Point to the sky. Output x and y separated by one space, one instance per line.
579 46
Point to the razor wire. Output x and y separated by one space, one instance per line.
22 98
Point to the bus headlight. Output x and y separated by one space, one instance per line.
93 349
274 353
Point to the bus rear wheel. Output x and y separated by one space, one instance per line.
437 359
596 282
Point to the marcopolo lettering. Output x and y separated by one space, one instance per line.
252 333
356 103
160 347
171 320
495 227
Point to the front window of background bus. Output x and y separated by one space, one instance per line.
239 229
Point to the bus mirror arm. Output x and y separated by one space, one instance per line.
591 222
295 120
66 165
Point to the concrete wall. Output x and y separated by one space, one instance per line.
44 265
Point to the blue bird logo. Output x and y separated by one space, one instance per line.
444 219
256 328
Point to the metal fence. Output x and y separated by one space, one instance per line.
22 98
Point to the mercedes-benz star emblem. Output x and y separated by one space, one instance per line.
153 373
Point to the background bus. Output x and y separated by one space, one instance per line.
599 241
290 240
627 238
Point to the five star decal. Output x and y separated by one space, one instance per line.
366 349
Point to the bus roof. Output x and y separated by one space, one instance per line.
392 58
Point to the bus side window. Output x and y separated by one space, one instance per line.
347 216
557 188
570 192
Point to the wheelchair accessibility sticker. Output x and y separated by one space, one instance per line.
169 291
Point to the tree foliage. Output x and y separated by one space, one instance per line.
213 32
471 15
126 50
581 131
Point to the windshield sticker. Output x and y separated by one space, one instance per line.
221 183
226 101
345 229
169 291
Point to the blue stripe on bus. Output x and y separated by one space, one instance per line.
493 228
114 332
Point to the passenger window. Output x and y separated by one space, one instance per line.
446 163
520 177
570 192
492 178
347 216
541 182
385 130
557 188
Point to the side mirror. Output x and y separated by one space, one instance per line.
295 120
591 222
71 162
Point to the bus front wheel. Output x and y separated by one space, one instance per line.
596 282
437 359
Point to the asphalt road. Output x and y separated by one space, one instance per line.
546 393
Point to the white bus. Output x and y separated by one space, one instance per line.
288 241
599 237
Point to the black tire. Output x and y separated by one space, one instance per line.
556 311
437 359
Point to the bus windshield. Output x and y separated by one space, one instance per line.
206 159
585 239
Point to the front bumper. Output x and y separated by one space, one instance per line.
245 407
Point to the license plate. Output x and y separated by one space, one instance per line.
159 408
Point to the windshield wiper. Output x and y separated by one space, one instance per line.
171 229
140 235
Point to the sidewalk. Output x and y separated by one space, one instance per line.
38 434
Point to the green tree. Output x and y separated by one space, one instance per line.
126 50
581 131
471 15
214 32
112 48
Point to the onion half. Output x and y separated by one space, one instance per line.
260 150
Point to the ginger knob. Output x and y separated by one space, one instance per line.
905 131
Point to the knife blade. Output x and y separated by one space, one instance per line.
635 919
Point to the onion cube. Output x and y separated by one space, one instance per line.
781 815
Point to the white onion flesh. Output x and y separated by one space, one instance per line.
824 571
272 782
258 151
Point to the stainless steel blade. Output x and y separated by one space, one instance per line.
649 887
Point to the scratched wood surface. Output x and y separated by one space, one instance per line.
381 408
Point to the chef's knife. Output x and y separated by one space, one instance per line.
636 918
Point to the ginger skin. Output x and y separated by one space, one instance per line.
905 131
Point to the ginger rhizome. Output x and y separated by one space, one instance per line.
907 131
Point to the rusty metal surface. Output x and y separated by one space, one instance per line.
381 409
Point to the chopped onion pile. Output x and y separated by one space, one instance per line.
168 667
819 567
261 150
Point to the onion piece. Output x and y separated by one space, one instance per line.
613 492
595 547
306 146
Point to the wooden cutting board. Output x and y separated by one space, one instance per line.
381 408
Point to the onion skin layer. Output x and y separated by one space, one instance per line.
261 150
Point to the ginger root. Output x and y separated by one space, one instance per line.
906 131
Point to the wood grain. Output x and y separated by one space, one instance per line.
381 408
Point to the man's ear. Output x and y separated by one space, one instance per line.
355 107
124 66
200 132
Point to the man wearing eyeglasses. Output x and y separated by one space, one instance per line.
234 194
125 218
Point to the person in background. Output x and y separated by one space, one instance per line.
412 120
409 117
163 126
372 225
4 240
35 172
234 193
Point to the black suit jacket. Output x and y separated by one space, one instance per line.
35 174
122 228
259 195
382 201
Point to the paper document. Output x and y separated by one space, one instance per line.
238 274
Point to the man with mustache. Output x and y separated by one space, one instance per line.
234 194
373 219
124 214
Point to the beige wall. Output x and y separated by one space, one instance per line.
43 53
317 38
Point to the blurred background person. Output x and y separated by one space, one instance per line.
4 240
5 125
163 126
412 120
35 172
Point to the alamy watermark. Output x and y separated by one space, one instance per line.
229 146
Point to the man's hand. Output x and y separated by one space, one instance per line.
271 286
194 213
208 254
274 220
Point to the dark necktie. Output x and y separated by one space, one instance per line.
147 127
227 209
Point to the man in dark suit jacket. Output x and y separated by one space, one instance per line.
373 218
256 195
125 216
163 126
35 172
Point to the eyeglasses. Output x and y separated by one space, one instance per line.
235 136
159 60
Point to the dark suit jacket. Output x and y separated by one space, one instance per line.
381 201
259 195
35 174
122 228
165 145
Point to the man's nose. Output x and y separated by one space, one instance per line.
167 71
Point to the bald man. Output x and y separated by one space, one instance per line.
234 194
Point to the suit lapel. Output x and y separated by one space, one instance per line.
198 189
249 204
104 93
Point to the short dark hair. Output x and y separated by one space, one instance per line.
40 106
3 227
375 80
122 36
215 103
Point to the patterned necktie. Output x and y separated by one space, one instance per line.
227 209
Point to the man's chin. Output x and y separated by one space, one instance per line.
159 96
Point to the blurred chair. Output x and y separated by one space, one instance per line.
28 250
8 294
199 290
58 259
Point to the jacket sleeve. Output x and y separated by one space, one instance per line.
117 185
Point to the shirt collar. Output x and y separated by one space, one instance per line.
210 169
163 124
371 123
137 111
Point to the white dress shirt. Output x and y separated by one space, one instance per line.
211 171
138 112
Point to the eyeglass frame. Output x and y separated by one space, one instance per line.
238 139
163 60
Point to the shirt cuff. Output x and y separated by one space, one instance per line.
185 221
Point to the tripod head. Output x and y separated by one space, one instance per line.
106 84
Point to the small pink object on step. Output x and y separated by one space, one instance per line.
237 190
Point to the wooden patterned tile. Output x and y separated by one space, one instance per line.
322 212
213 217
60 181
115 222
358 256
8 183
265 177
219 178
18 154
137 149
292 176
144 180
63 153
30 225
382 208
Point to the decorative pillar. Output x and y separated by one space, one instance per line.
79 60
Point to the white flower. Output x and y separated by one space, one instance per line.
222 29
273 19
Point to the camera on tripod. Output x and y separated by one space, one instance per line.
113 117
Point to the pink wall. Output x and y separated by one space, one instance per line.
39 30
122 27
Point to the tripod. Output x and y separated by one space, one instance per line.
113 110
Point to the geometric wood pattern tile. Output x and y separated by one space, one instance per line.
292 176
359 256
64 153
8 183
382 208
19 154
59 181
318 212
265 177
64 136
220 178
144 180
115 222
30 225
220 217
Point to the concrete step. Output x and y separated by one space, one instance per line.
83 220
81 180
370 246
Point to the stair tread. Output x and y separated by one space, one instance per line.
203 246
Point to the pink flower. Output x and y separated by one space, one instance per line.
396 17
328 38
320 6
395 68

**Instructions to follow**
Express all of the items above as a JSON list of strings with one string per line, leaving out any blank lines.

**Answer to the exercise**
[
  "Point to the sky. Output x and y separated by one space, one instance per line.",
  "579 46",
  "Point to the razor wire. Output x and y separated by one space, one instance per line.",
  "22 98",
  "Point to the bus headlight. Output x and y separated by one space, one instance per line.",
  "93 349",
  "274 353",
  "Point to the bus rear wheel. Output x and y separated by one space, one instance per line.",
  "437 359",
  "596 282",
  "Point to the marcopolo lettering. Output x and y separated by one space, one instance per line.",
  "252 333",
  "356 103",
  "160 347",
  "171 320",
  "495 227",
  "Point to the front window of background bus. Output x and y separated by one space, one instance per line.",
  "239 229",
  "Point to the bus mirror arm. Output x and y separated by one space, one instance per line.",
  "591 222",
  "295 120",
  "66 165",
  "Point to the concrete wall. Output x and y separated by one space, one instance per line.",
  "44 265",
  "Point to the blue bird logo. Output x and y separated by one space, one instance per line.",
  "444 219",
  "256 328",
  "Point to the metal fence. Output x and y separated by one space, one instance per line.",
  "22 98",
  "Point to the mercedes-benz star emblem. Output x and y separated by one space, one instance per line.",
  "153 373",
  "Point to the background bus. Output x and y separated by one space, one instance per line.",
  "599 241",
  "290 240",
  "627 238",
  "Point to the five star decal. Output x and y separated by one space, one instance per line.",
  "366 349",
  "Point to the bus roof. Output x and y separated by one space, one instance per line.",
  "392 58",
  "Point to the bus side window. Output x and y separated by one space, one instance per line.",
  "347 216",
  "557 188",
  "570 192",
  "Point to the wheelchair accessibility sticker. Output x and y separated by one space, one instance per line.",
  "169 291",
  "Point to the tree foliage. Output x and y separated by one space, one instance per line.",
  "213 32",
  "471 15",
  "126 50",
  "581 131",
  "Point to the windshield sticker. Output x and y separated by one space, one instance per line.",
  "221 183",
  "226 101",
  "345 229",
  "169 291",
  "Point to the blue stripe on bus. Output x and y separated by one space, one instance per line.",
  "493 228",
  "114 332",
  "Point to the passenger window. Output x and y separated by one space, one instance per line.",
  "446 163",
  "520 177",
  "570 192",
  "492 178",
  "347 216",
  "541 182",
  "385 130",
  "557 188",
  "Point to the side mirror. Output x and y separated by one space, one instance per line.",
  "295 120",
  "591 222",
  "71 162",
  "Point to the bus front wheel. Output x and y separated by one space, one instance per line.",
  "596 282",
  "437 359",
  "Point to the asphalt road. Output x and y separated by one space, one instance per line.",
  "546 393",
  "Point to the white bus. Output x and y separated by one space, one instance per line.",
  "288 241",
  "599 237",
  "Point to the black tire. Output x and y separated by one space, one instance per line.",
  "556 311",
  "437 359",
  "Point to the bus windshield. Output x and y separated by one space, one instance per line.",
  "206 159",
  "585 239",
  "Point to the front bumper. Output x and y separated by one space, one instance per line.",
  "245 407",
  "Point to the license plate. Output x and y separated by one space, one instance per line.",
  "159 408",
  "Point to the windshield wiper. Output x and y separated by one space, one instance per line.",
  "171 229",
  "140 235",
  "Point to the sidewalk. Output x and y separated by one space, one instance per line.",
  "38 434",
  "Point to the green tree. Output x and y separated by one space, one instance per line.",
  "126 50",
  "581 131",
  "471 15",
  "214 32",
  "112 48",
  "Point to the onion half. Output x and y separated by one space, one instance per line.",
  "260 150",
  "Point to the ginger knob. Output x and y separated by one space, one instance per line.",
  "905 131",
  "Point to the knife blade. Output x and y separated by one space, one instance per line.",
  "635 919",
  "Point to the onion cube. Output x and y separated by one space, one instance per line.",
  "781 815",
  "Point to the white onion flesh. Output x and y separated by one space, one instance per line.",
  "824 571",
  "272 782",
  "258 151",
  "Point to the stainless steel blade. Output x and y separated by one space, one instance per line.",
  "649 887",
  "Point to the scratched wood surface. Output x and y separated by one space, one instance per line.",
  "381 408",
  "Point to the chef's knife. Output x and y separated by one space, one instance per line.",
  "636 918",
  "Point to the ginger skin. Output x and y separated by one space, one instance per line.",
  "905 131",
  "Point to the ginger rhizome. Output x and y separated by one space, one instance per line.",
  "907 131",
  "Point to the rusty metal surface. Output x and y separated by one space, one instance per line.",
  "381 409",
  "Point to the chopped onion pile. Output x and y separated by one space, one instance per line.",
  "168 667",
  "819 567",
  "261 150",
  "Point to the onion piece. Output x and y separated by one space, one instance per line.",
  "613 492",
  "595 547",
  "306 146",
  "Point to the wooden cutting board. Output x and y separated by one space, one instance per line.",
  "381 408",
  "Point to the onion skin layer. Output x and y separated by one space, one instance per line.",
  "261 150",
  "Point to the ginger root. Output x and y separated by one space, one instance per line.",
  "906 131",
  "Point to the wood grain. Output x and y separated by one space, one instance per line.",
  "381 408",
  "Point to the man's ear. Output x and y separated by one space, one instance per line.",
  "355 107",
  "124 66",
  "200 132",
  "Point to the man wearing eyeglasses. Output x and y separated by one space, one instance per line.",
  "234 194",
  "125 218",
  "Point to the person in background. Output x and y separated by one space, one instance per line.",
  "412 120",
  "409 117",
  "163 126",
  "372 225",
  "4 240",
  "35 172",
  "234 193",
  "Point to the black suit jacket. Output x and y separated by one space, one instance per line.",
  "35 174",
  "122 228",
  "259 195",
  "382 201",
  "Point to the paper document. Output x and y separated by one space, one instance per line.",
  "238 274",
  "Point to the man with mustache. Output x and y separated by one space, one instance per line.",
  "234 194",
  "373 219",
  "124 214",
  "Point to the beige wall. Output x and y separated by one space, one instance per line.",
  "43 53",
  "317 38",
  "Point to the blurred background person. Output x and y separated by one space, one instance per line.",
  "4 240",
  "5 125",
  "163 126",
  "412 120",
  "35 172",
  "Point to the alamy watermark. Output x and y separated by one space, one instance per line.",
  "229 146",
  "Point to the man's hand. Output x and y separated by one space, one instance per line.",
  "271 286",
  "194 213",
  "208 254",
  "274 220",
  "Point to the dark necktie. Output x and y separated by one space, one instance per line.",
  "147 127",
  "227 209",
  "Point to the man in dark suit jacket. Output x and y separated by one space, one instance per line.",
  "373 218",
  "256 195",
  "125 216",
  "163 126",
  "35 172",
  "Point to the eyeglasses. Output x and y separated by one space, one instance per line.",
  "235 136",
  "159 60",
  "Point to the dark suit jacket. Output x and y separated by one space, one instance per line.",
  "381 201",
  "259 195",
  "35 174",
  "122 228",
  "165 145",
  "Point to the man's nose. Output x and y separated by one space, one instance per line.",
  "167 71",
  "Point to the bald man. Output x and y separated by one space, one instance per line.",
  "234 194",
  "Point to the suit lapel. Output x and y separated by one space, one instance per line.",
  "198 189",
  "249 204",
  "104 93",
  "Point to the short dark hair. Output x and y separated by one space, one instance per line.",
  "40 106",
  "3 227",
  "375 80",
  "122 36",
  "215 103",
  "Point to the patterned necktie. Output x and y separated by one space, one instance per line.",
  "227 209",
  "Point to the man's chin. Output x and y separated by one space, one instance per line.",
  "159 96",
  "Point to the blurred chair. Output x and y separated by one space, one instance per line.",
  "28 250",
  "8 294",
  "199 290",
  "58 259",
  "Point to the jacket sleeve. Output x and y separated by one space, one instance per line.",
  "117 185",
  "Point to the shirt collar. Output x and y separated by one space, one instance per line.",
  "210 169",
  "163 124",
  "371 123",
  "137 111",
  "Point to the white dress shirt. Output x and y separated by one space, one instance per line.",
  "211 171",
  "138 112",
  "Point to the eyeglass frame. Output x and y separated by one space, one instance per line.",
  "238 139",
  "163 60",
  "Point to the shirt cuff. Output x and y separated by one space, one instance per line.",
  "185 221",
  "Point to the tripod head. Output x and y separated by one space, one instance per line.",
  "106 84",
  "Point to the small pink object on step. Output x and y separated by one space, one instance per line.",
  "237 190",
  "Point to the wooden patterned tile. Output x and y separated by one space, one instance per line.",
  "322 212",
  "213 217",
  "60 181",
  "115 222",
  "358 256",
  "8 183",
  "265 177",
  "219 178",
  "18 154",
  "137 149",
  "292 176",
  "144 180",
  "63 153",
  "30 225",
  "382 208",
  "Point to the decorative pillar. Output x and y separated by one space, one instance per line.",
  "79 60",
  "Point to the white flower. Output x and y separated by one space, one instance per line.",
  "222 29",
  "273 19",
  "Point to the camera on tripod. Output x and y separated by one space, one instance per line.",
  "113 117",
  "Point to the pink wall. Output x and y separated by one space, one instance per line.",
  "39 30",
  "122 27",
  "Point to the tripod. Output x and y separated by one space, one instance per line.",
  "113 110",
  "Point to the geometric wood pattern tile. Output x and y separated by one space, one instance per line.",
  "292 176",
  "359 256",
  "64 153",
  "8 183",
  "382 208",
  "19 154",
  "59 181",
  "318 212",
  "265 177",
  "64 136",
  "220 178",
  "144 180",
  "115 222",
  "30 225",
  "220 217",
  "Point to the concrete step. Output x and y separated by one space, one instance per line.",
  "83 220",
  "81 180",
  "370 246",
  "Point to the stair tread. Output x and y separated by one space, one instance per line.",
  "203 246",
  "Point to the pink flower. Output x and y separated by one space, one instance per line.",
  "396 17",
  "328 38",
  "320 6",
  "395 68"
]